■ WHAT YOU NEED TO DO
Set down, word for word, the stretch of lines from the one containing "-- a row prints like pixel 4 128" to the end of the records below.

[Records from a collection]
—————

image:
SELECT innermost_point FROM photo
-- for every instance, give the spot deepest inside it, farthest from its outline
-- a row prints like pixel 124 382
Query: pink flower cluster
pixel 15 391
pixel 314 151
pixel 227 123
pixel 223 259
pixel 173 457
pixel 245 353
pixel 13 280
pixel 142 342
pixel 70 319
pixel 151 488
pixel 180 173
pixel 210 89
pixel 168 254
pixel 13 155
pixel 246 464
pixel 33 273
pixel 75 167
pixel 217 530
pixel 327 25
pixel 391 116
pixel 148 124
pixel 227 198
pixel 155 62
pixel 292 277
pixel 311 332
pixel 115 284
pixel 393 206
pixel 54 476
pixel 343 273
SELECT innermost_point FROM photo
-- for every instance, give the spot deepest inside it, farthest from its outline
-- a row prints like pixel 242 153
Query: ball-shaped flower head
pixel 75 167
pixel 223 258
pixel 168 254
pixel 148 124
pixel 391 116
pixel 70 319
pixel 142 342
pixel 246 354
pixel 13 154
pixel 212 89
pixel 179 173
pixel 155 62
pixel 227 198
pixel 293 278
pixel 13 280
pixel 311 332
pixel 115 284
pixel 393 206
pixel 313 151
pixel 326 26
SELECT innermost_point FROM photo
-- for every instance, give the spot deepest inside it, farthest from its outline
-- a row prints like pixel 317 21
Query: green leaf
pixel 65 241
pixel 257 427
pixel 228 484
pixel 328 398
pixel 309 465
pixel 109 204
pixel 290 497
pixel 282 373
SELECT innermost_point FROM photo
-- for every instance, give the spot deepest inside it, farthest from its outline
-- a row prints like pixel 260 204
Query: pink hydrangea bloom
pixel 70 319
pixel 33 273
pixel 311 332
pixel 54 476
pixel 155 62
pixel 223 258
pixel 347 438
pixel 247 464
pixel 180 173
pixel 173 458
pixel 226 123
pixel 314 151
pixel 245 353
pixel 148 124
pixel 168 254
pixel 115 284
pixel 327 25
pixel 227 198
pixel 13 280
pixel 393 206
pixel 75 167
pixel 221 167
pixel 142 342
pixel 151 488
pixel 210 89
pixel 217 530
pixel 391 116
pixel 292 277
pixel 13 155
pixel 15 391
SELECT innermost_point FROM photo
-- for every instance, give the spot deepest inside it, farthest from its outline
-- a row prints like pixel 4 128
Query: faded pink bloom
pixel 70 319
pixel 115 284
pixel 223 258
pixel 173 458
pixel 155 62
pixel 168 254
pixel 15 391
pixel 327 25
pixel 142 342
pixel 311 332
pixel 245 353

—————

■ TASK OUTPUT
-- a row prints like pixel 4 128
Query: faded pink bloom
pixel 70 319
pixel 115 284
pixel 223 258
pixel 173 458
pixel 155 62
pixel 168 254
pixel 15 391
pixel 327 25
pixel 142 342
pixel 311 332
pixel 245 353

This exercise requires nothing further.